- _Document segment_:
A world-first vaccine is being tested which aims to end the need for gluten-free diets for coeliac disease.
Following global trials led by US-based pharmaceutical company ImmusanT Inc, the Australian trials will start at the Royal Melbourne Hospital Clinical Trials Centre in Melbourne and then roll out in Perth, Adelaide, Brisbane, Mackay and the Sunshine Coast.
It comes eight years after the Melbourne-designed injection was shown to be safe in the first patients with a potential treatment to reprogram the immune system's abnormal toxic response to gluten.
The only treatment for the 160,000 Australians with coeliac disease — most of them undiagnosed — is a strict lifelong gluten-free diet.
Coeliac disease is caused by an immune reaction to the gluten protein found in wheat, rye and barley.
Almost 150 patients across Australia, New Zealand and the US will be recruited in the phase two trial to receive injections of placebo or the active treatment, twice a week for four months. They will include patients from the Royal Adelaide Hospital, The Advertiser reported.
They will undergo three food challenges throughout the trial to test for symptomatic relief. Some patients will also have an intestinal biopsy to check for protective effect on gut lining.
The Nexvax2 vaccine is based on research at the Walter and Eliza Hall Institute of Medical Research (WEHI), which identified three peptides in gluten that trigger an immune response in 90 per cent of coeliacs who have the genetic form of the disease.
Lead researcher Dr Jason Tye-Din, from WEHI and Royal Melbourne Hospital, said the results from national and international Phase 1 trials showed that the therapy was safe and well tolerated even at the highest doses used.

- _Excerpted records_:
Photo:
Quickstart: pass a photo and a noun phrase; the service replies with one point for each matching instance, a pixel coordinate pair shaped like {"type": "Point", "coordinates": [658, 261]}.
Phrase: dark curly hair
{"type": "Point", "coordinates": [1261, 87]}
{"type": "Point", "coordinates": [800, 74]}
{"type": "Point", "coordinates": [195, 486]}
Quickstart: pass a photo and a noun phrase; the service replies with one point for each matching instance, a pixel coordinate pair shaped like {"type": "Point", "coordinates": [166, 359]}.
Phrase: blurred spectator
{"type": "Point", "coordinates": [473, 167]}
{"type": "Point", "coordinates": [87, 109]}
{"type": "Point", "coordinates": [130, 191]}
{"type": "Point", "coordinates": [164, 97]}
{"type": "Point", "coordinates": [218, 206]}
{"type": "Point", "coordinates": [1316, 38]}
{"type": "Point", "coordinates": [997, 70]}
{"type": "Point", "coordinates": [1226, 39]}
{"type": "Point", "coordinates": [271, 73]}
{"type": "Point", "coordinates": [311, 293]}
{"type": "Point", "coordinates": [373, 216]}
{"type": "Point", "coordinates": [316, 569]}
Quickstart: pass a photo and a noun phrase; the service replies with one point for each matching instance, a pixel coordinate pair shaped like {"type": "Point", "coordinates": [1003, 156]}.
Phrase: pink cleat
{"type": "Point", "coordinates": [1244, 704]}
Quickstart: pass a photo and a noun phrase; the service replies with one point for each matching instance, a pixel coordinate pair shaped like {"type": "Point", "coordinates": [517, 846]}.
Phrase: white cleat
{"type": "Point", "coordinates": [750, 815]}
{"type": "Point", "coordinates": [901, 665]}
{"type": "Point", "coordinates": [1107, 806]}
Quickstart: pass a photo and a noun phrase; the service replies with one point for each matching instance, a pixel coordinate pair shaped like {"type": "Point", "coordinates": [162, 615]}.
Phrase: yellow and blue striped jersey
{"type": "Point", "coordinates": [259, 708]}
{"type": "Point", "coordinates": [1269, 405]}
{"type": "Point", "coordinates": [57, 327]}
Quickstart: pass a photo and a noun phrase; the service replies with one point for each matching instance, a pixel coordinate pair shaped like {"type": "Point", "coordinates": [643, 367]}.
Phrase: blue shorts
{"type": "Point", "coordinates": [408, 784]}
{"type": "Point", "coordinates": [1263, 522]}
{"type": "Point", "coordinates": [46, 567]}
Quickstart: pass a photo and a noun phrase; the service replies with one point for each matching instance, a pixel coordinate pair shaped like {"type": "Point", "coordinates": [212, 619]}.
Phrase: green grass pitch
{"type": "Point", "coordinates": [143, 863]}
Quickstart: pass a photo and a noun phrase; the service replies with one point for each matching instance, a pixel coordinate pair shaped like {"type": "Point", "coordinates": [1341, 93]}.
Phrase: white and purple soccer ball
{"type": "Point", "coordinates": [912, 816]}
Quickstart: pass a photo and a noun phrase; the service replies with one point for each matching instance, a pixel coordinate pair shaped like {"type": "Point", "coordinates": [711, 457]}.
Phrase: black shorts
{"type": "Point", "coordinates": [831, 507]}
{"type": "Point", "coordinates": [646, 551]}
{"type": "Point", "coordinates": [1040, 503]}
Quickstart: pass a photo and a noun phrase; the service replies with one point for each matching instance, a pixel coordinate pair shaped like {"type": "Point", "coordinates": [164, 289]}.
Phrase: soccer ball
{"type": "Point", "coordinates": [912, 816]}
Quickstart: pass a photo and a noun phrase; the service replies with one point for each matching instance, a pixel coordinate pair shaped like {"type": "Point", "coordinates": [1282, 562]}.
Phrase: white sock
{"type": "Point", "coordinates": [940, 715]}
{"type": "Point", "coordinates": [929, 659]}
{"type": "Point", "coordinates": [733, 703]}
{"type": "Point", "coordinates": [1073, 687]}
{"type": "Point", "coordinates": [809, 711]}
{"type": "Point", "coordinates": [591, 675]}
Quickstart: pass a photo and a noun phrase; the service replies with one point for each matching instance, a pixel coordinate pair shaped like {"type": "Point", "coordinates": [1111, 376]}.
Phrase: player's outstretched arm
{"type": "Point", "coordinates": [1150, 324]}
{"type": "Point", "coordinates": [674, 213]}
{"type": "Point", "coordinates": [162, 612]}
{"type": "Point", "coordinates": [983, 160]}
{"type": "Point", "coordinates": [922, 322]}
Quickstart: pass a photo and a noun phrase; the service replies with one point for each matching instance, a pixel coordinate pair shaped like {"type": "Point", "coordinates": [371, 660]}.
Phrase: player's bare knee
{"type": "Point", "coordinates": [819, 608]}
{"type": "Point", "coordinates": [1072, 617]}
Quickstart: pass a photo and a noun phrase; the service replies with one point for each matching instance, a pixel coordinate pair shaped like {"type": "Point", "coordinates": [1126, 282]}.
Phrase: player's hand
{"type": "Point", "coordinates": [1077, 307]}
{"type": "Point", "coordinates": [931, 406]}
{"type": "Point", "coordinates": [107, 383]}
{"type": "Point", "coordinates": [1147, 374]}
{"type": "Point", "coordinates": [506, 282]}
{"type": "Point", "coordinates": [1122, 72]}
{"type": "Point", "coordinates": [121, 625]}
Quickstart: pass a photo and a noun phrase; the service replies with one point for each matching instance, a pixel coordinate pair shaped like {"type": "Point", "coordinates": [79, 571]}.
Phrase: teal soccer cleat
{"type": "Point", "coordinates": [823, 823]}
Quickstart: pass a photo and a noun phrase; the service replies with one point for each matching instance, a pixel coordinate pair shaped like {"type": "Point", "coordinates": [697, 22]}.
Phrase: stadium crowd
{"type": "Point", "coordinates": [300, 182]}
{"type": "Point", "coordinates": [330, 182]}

- _About this exercise_:
Copy the coeliac vaccine article word for word, from "Almost 150 patients" to "on gut lining.".

- _Response below_:
Almost 150 patients across Australia, New Zealand and the US will be recruited in the phase two trial to receive injections of placebo or the active treatment, twice a week for four months. They will include patients from the Royal Adelaide Hospital, The Advertiser reported.
They will undergo three food challenges throughout the trial to test for symptomatic relief. Some patients will also have an intestinal biopsy to check for protective effect on gut lining.